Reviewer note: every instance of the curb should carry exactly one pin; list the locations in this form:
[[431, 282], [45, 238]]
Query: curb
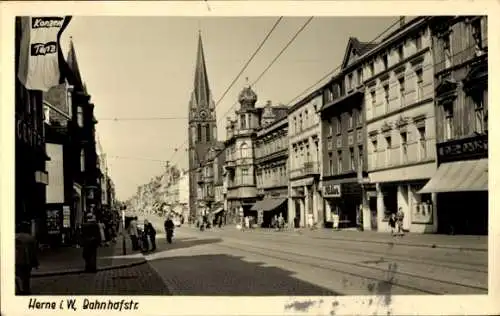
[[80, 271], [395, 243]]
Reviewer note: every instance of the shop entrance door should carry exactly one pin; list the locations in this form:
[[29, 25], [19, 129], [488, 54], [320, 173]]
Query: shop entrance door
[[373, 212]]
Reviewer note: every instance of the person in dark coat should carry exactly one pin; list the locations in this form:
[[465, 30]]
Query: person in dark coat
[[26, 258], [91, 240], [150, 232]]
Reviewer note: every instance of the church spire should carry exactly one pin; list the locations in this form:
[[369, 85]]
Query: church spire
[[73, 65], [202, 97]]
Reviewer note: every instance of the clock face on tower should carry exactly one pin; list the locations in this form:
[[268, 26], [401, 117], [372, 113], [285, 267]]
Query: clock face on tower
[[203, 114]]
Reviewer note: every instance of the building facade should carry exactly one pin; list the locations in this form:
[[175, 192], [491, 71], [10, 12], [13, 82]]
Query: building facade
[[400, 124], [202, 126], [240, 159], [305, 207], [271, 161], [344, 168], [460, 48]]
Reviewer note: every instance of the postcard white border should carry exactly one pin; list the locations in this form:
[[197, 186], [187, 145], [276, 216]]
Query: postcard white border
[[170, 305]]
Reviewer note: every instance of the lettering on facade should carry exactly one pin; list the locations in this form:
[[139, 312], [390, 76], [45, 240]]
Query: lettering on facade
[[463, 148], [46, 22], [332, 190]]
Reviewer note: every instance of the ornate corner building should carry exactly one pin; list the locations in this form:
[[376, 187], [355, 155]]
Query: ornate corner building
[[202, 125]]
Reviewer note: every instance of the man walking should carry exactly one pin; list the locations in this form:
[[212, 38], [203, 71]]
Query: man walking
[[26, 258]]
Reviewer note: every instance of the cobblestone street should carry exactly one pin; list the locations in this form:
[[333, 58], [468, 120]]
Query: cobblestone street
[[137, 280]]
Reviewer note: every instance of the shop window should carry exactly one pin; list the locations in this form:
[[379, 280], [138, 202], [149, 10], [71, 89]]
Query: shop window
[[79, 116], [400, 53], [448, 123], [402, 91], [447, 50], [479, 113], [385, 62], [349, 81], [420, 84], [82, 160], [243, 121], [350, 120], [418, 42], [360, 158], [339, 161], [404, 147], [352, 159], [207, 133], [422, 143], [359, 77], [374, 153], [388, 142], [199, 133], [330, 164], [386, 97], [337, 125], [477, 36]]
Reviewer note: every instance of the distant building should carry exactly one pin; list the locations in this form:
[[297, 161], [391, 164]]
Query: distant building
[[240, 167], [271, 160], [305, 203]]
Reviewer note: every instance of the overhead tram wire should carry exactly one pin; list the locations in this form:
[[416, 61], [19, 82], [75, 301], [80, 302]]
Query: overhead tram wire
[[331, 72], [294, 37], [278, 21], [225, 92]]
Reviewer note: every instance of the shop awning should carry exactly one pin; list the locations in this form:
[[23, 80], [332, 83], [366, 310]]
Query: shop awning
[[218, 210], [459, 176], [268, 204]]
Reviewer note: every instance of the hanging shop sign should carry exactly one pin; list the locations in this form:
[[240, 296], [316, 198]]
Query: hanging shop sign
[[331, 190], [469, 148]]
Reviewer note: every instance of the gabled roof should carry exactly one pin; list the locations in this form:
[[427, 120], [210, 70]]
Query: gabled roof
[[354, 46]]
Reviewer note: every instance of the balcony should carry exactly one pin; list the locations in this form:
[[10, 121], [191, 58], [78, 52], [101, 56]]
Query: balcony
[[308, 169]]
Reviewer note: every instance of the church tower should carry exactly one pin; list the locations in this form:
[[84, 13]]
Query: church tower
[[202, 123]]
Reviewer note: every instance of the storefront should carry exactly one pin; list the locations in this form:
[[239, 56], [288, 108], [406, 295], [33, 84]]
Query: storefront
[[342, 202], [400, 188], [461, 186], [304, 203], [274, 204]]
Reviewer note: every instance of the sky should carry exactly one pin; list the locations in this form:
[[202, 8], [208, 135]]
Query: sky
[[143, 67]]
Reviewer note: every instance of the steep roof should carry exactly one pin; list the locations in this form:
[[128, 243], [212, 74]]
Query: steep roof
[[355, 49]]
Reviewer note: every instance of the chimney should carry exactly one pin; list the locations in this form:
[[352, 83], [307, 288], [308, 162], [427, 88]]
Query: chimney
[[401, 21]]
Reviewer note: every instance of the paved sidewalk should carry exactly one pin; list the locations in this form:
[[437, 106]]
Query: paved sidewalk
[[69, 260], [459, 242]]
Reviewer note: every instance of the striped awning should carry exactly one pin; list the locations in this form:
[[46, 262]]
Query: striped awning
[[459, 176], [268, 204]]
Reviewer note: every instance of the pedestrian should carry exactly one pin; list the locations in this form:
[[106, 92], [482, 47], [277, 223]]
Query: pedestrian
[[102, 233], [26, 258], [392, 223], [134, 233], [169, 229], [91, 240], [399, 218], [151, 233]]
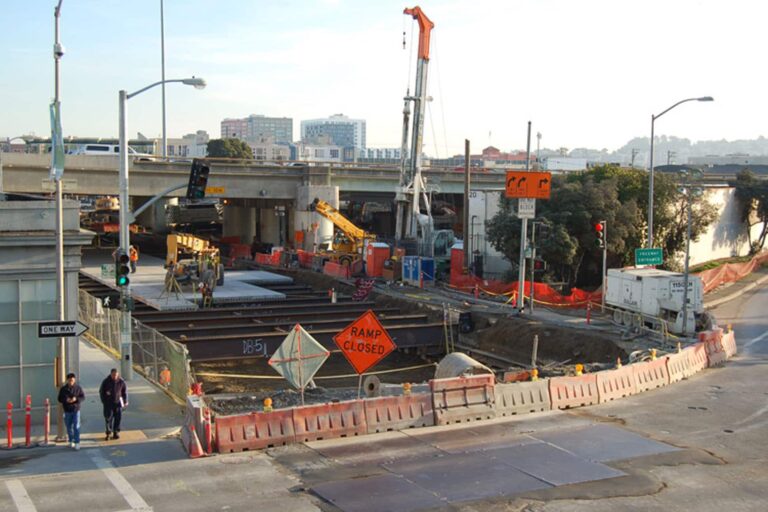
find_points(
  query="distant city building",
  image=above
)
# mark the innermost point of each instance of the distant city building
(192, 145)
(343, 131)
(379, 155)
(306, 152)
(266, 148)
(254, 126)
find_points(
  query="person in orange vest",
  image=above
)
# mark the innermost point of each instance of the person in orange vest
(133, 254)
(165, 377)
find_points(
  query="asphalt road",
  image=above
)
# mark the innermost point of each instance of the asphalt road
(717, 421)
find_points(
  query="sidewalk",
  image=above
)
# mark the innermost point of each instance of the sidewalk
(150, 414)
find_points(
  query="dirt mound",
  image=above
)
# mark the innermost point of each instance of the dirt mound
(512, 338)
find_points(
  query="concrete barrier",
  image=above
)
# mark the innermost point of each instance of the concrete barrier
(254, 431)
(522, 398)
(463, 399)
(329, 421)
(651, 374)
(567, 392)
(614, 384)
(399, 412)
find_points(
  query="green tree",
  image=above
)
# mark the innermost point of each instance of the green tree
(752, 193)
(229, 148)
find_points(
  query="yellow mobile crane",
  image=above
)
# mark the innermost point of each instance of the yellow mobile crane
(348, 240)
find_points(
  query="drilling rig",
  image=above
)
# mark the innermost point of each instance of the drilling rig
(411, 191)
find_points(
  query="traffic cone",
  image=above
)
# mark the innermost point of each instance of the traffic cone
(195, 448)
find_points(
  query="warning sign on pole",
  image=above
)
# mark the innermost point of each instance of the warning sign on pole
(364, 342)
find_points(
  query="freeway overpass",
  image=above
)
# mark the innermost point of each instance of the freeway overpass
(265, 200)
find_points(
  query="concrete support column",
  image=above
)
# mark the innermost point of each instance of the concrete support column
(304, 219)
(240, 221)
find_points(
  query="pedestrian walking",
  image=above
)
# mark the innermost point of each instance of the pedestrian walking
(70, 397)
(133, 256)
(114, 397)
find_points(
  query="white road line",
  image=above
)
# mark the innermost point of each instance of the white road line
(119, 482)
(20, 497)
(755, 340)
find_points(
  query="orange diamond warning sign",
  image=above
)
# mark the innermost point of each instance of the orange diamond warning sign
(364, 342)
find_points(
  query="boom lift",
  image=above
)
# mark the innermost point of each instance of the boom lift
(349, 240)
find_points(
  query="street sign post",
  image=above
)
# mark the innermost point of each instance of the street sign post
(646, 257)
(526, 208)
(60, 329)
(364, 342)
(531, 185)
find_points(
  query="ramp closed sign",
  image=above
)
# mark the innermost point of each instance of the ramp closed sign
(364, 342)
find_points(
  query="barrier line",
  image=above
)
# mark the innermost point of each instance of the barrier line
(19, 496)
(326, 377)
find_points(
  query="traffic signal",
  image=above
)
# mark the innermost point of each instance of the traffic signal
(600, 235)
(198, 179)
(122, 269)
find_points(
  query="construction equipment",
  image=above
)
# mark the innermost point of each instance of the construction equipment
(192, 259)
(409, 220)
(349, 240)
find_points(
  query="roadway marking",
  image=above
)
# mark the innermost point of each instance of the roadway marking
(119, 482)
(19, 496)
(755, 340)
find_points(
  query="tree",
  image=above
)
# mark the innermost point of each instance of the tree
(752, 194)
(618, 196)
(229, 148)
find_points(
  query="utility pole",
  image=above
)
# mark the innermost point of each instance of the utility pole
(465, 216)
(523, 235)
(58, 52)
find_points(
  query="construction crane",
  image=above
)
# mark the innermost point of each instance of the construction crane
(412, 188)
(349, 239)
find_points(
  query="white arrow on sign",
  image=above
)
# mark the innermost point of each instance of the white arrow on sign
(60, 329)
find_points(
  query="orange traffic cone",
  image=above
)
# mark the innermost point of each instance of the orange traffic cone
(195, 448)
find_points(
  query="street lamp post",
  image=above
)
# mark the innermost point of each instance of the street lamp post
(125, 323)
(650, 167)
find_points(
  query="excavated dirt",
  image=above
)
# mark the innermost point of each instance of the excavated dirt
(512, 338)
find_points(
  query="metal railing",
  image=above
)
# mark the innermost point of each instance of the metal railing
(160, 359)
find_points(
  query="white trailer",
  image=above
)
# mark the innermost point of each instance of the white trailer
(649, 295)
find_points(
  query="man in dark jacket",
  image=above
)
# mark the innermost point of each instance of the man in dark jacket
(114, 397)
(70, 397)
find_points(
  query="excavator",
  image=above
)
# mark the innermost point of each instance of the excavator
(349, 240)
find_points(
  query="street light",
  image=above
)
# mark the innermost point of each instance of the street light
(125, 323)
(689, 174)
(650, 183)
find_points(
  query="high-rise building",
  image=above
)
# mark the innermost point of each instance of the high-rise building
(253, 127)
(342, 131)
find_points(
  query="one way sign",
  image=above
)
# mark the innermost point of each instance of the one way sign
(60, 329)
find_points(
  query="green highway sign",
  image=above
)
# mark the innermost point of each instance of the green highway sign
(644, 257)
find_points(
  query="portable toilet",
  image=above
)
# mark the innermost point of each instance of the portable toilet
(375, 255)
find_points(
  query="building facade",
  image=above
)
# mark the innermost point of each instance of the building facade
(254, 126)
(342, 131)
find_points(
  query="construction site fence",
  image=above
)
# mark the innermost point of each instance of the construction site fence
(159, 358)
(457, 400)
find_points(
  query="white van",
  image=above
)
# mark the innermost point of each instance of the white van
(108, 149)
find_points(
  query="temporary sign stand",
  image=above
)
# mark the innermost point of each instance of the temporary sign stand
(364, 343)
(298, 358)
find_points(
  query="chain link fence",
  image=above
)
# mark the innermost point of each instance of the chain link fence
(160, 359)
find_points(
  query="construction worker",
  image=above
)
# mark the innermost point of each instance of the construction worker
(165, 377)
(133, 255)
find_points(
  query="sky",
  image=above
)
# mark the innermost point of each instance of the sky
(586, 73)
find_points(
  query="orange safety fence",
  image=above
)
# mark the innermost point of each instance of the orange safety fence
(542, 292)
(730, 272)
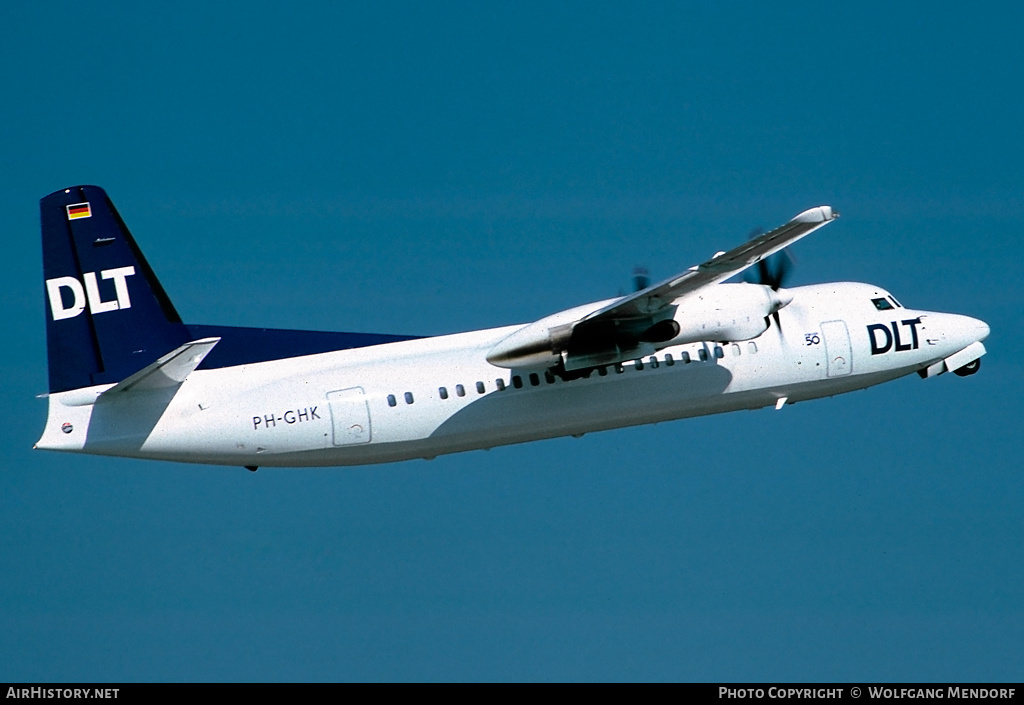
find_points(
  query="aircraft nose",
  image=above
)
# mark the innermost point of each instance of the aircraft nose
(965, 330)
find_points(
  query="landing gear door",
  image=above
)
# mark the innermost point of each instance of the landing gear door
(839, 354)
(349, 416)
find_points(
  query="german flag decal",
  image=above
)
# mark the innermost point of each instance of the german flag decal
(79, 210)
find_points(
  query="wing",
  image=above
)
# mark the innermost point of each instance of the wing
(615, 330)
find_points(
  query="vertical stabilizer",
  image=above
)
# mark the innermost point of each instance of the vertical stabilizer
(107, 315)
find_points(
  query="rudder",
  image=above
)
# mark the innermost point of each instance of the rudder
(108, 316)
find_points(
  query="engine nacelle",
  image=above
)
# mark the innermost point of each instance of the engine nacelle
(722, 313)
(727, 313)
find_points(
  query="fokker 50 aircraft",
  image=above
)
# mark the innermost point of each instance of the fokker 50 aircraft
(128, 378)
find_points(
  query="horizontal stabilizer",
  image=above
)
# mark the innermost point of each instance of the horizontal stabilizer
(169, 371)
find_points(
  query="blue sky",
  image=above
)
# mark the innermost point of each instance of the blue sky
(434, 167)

....................

Given request –
Reproduce without any change the lines of the records that begin with the one containing "Reviewer note: every instance of the sky" and end with the one containing "[[355, 49]]".

Expected answer –
Reviewer note: every instance of the sky should carry exactly one pin; list the locations in this form:
[[202, 8], [208, 135]]
Query: sky
[[143, 67]]
Reviewer note: every instance of the steep roof should carry exactly one pin; list the locations in this form:
[[128, 243], [212, 74]]
Query: steep roof
[[355, 49]]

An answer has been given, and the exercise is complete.